- **Task directions**
In the article about morning-show coverage of the IRS scandal, how many seconds did ABC's Good Morning America give to the Obama administration's move to limit tax-exempt groups?

- **Page text**
════

Five months after dropping coverage of the Internal Revenue Service scandal, ABC's Good Morning America on Wednesday finally found time to allow a few seconds to mention the targeting of conservatives. CBS and NBC on Tuesday and Wednesday both ignored the fact that the Obama administration is doubling down and now attempting to rein in non-profit groups.
GMA's Josh Elliott blandly noted, "In the wake of the IRS targeting scandal, the Obama administration wants to limit the political influence of tax-exempt groups." He added that the White House is seeking to create new "donation standards to curb the explosive growth in political spending." Elliott added, "The IRS has been accused of unfairly scrutinizing groups affiliated with the Tea Party." [See video below. MP3 audio here.]
Instead of covering this development, CBS This Morning donated five minutes and 27 seconds to the latest episode of Person of Interest (which airs on the same network).
NBC's Today spent four minutes informing viewers how to deal with being a perfectionist.
Although ABC's GMA covered the move by the Obama administration, it was only for 22 seconds. In comparison, the morning show obsessed over the season finale of Dancing With the Stars for 12 and half minutes. (Naturally, Dancing With the Stars is on ABC.)
Before Wednesday, it was way back on June 26, 2013 that ABC explained any of the scandals swirling around the IRS and its targeting of the Tea Party. It's not as though there haven't been new developments. The MRC's Geoff Dickens in September highlighted the latest, such as this report from the Washington Times:
IRS employees were ‘acutely’ aware in 2010 that President Obama wanted to crack down on conservative organizations and were egged into targeting tea party groups by press reports mocking the emerging movement, according to an interim report being circulated Tuesday by House investigators.
On Wednesday, Washington Post writers Matea Gold and Tom Hamburger explained, "The Obama administration moved Tuesday to limit the expansive role that nonprofit groups play in politics, proposing a regulation that would rein in certain tax-exempt organizations that have been able to spend hundreds of millions of dollars in recent elections without revealing their donors."
The Post journalists recounted:
This comes in the wake of the revelations earlier this year that IRS employees were using political terms such as "tea party" and "patriot" to screen for 501(c)(4) groups that were potentially engaging in excessive election-related activity.

════

- **Data under study**
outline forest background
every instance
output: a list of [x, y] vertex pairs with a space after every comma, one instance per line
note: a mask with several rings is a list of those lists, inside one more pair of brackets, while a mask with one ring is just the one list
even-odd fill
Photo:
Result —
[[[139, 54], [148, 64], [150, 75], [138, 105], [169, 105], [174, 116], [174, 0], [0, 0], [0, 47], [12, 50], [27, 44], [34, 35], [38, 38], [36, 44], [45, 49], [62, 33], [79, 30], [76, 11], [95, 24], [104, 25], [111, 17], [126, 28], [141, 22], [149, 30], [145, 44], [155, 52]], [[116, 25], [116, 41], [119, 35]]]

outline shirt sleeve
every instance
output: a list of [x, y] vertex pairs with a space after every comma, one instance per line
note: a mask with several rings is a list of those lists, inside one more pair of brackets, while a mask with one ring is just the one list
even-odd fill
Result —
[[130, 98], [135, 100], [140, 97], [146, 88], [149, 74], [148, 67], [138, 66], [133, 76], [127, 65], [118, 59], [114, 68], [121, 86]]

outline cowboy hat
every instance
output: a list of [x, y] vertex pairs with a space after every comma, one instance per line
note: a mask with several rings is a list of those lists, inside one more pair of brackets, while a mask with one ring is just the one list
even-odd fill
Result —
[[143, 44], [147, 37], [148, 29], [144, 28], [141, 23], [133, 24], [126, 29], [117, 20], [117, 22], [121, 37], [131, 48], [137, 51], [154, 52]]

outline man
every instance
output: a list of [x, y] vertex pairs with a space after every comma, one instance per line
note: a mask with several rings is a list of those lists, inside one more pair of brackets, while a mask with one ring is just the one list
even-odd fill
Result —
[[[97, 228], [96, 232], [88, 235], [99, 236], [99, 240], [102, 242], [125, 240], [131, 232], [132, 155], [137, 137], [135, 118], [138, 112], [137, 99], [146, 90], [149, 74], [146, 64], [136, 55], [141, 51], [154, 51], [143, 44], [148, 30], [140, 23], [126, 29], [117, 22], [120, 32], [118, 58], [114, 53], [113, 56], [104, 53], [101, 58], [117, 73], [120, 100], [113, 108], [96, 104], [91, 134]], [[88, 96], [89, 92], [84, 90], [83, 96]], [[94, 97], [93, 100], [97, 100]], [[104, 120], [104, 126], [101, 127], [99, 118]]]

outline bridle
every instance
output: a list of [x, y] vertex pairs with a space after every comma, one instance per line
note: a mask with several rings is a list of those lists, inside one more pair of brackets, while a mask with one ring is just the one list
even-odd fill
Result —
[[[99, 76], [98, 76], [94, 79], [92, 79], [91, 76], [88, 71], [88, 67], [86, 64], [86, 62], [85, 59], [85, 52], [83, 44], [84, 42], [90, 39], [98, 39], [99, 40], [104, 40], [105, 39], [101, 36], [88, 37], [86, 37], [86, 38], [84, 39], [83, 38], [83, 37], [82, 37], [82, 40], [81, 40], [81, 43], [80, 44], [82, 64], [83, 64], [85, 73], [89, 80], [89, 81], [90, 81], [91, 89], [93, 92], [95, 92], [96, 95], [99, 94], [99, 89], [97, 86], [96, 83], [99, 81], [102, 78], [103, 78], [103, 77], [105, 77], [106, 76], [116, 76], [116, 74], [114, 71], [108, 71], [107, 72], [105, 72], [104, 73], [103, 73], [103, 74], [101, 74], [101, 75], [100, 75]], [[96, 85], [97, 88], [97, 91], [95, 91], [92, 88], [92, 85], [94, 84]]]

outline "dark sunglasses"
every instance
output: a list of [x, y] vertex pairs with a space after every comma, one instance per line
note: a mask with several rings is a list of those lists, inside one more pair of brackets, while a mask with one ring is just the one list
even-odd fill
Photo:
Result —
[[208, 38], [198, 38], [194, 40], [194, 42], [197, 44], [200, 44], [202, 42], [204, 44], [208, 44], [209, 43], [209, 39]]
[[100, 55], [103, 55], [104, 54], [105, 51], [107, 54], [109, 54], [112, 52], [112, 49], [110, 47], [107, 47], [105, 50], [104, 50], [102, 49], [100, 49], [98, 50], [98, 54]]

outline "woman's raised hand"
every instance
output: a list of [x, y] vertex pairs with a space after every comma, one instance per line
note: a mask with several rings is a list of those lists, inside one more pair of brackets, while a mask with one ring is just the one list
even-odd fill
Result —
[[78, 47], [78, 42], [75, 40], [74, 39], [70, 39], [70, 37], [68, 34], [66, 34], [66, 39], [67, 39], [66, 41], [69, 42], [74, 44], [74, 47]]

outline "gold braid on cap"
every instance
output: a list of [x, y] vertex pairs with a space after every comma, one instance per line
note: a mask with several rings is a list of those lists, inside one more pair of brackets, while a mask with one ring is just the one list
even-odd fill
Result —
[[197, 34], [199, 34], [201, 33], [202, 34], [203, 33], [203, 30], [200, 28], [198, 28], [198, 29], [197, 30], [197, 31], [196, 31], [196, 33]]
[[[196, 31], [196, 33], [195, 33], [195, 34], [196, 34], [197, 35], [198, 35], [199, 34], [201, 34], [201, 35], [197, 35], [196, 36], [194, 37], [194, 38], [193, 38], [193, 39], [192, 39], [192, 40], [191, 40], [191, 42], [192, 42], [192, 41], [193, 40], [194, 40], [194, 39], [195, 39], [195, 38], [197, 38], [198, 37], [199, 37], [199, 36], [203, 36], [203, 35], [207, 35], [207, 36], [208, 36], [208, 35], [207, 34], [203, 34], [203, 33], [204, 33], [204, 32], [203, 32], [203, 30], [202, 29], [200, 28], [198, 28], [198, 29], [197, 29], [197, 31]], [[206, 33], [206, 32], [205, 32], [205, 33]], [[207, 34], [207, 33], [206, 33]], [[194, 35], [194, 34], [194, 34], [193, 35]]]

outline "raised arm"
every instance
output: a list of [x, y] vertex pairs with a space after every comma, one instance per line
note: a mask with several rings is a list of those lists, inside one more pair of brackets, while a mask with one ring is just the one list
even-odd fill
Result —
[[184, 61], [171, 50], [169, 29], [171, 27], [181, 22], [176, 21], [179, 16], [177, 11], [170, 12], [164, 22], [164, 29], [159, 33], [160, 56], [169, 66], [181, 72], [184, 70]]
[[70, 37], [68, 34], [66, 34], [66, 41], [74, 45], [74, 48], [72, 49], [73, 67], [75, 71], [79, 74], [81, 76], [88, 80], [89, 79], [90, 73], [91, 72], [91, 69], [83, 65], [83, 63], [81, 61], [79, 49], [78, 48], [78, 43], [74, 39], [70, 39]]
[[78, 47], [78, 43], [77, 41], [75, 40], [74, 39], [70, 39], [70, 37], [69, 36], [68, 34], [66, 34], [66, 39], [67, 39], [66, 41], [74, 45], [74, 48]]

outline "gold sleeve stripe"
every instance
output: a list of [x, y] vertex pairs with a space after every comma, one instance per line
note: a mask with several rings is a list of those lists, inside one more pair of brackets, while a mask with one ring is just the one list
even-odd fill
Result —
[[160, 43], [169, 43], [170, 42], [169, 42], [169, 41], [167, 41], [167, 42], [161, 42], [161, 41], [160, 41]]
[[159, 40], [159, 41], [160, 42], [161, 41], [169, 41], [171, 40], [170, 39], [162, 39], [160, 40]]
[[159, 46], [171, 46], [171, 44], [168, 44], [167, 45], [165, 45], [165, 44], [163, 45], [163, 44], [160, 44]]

════

- **Answer box**
22 seconds.